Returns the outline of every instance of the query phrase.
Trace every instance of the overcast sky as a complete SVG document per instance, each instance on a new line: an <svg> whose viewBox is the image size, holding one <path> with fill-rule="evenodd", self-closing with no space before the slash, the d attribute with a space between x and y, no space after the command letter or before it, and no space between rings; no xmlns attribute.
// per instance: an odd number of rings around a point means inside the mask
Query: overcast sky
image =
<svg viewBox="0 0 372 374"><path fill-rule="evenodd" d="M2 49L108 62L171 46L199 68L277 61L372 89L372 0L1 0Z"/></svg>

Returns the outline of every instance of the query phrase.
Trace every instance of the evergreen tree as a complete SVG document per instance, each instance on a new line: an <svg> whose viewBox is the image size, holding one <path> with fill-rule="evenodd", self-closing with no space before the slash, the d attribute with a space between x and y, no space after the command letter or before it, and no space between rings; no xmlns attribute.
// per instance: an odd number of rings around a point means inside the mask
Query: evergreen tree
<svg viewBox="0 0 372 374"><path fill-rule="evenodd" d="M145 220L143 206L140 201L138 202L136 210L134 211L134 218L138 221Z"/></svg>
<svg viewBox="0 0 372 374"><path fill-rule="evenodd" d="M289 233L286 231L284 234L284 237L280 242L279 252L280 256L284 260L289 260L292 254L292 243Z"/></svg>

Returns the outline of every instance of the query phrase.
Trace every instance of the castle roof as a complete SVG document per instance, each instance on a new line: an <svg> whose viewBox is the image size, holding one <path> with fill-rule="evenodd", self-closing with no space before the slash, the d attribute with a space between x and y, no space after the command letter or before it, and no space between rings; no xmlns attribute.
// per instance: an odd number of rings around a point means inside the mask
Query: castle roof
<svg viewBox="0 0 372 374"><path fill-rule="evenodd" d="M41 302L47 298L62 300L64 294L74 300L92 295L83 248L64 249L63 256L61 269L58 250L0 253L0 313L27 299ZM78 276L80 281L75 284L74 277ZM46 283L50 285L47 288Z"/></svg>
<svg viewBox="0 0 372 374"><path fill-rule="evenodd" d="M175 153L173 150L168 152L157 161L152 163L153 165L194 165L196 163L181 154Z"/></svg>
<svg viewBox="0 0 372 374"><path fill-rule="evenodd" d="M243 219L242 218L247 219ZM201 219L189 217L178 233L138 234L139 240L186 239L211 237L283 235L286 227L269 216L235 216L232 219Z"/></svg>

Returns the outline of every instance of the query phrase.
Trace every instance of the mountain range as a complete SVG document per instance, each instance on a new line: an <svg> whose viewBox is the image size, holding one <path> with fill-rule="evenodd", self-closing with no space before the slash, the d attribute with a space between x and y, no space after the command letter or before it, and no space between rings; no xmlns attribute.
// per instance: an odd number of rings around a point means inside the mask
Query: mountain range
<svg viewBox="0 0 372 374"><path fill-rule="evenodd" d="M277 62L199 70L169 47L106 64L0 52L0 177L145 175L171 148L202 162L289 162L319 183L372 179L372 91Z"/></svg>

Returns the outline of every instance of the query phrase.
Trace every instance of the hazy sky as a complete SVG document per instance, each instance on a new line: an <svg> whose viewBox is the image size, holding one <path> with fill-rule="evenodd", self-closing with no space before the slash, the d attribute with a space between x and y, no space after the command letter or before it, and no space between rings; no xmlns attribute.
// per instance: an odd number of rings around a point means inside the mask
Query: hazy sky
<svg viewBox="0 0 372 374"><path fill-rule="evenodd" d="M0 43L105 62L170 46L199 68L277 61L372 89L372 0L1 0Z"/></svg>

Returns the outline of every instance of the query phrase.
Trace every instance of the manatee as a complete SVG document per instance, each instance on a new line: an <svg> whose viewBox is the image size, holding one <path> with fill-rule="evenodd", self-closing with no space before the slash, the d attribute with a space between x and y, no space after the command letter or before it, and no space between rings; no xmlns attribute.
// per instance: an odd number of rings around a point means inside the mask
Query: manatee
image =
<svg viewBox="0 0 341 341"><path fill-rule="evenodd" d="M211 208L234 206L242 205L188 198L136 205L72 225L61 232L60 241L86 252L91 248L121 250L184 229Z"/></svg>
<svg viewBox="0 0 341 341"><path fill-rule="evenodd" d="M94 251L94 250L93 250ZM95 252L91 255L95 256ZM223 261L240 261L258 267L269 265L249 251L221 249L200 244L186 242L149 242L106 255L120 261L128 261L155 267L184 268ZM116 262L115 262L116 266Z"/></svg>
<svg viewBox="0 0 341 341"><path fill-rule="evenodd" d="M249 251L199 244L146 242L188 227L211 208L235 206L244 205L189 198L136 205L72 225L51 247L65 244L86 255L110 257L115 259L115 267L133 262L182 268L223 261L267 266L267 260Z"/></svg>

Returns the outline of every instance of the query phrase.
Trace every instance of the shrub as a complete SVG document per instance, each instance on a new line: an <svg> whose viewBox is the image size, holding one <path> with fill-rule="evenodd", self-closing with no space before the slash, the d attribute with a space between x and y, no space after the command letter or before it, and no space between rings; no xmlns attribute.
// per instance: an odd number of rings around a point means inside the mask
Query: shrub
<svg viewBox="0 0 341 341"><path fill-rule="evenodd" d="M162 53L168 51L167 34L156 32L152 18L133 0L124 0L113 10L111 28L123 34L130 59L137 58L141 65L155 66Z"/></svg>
---
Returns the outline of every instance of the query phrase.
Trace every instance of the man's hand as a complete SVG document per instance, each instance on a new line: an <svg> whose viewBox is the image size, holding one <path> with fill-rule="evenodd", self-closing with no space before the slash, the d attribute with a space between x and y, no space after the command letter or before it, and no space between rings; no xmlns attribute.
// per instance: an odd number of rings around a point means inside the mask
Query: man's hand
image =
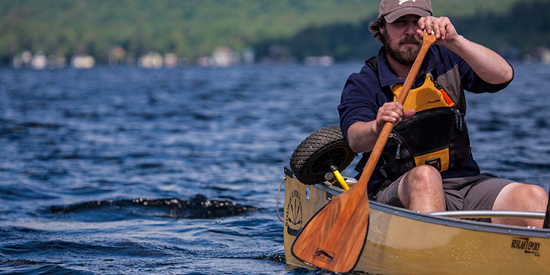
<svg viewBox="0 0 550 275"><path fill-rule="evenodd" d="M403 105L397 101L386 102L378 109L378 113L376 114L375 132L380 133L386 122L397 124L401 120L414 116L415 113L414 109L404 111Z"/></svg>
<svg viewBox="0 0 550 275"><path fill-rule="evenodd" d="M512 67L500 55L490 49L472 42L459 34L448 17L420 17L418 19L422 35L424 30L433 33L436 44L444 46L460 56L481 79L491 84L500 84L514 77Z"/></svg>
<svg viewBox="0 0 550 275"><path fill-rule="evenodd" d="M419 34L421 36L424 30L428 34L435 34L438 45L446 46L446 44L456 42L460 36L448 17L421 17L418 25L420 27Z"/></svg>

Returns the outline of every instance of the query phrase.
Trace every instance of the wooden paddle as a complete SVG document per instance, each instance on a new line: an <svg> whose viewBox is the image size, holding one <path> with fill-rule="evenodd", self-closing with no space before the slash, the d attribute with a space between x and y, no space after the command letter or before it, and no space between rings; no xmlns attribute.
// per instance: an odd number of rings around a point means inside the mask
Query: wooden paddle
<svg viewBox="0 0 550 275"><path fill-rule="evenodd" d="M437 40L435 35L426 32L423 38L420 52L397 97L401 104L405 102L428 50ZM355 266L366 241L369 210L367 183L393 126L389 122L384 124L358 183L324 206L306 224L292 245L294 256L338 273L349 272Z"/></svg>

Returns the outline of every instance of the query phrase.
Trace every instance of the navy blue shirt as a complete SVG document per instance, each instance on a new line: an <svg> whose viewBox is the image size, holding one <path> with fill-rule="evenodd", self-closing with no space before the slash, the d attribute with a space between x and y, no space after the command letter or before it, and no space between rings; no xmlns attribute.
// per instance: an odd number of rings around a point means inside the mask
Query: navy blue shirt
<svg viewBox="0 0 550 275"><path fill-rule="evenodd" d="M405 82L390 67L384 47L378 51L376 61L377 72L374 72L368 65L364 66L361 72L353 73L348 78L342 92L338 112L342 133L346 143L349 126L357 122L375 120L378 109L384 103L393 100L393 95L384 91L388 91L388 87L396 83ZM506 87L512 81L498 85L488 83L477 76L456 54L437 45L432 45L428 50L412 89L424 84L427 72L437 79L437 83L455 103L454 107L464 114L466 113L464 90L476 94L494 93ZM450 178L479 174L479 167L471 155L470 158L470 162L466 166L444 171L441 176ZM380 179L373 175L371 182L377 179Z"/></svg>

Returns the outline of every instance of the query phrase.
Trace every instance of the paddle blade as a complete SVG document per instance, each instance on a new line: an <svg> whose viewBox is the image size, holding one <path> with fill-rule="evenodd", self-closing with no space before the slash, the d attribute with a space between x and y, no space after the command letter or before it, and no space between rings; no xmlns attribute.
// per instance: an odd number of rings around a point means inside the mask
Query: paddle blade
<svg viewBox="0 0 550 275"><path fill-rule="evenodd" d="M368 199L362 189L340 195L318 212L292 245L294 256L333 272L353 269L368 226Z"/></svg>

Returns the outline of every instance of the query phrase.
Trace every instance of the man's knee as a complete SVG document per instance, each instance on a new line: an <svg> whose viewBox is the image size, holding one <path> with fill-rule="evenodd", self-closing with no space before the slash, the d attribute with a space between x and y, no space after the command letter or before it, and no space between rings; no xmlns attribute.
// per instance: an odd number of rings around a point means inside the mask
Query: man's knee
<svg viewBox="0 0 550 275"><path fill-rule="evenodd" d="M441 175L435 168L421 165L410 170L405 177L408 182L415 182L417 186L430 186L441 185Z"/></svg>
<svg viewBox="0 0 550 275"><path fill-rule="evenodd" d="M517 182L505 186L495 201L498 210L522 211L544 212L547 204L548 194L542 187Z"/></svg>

▸ To be done
Report every line in the entries above that contains the word "overcast", reproducing each such line in full.

▸ Output of the task
Trace every instance of the overcast sky as a complete SVG document per instance, each instance on a new line: an <svg> whose viewBox is the image size, holding one <path> with fill-rule="evenodd", self-closing with no space before the slash, the d attribute with a space between x and y, no space after the command letter or before it, and no space between rings; no xmlns attribute.
Query: overcast sky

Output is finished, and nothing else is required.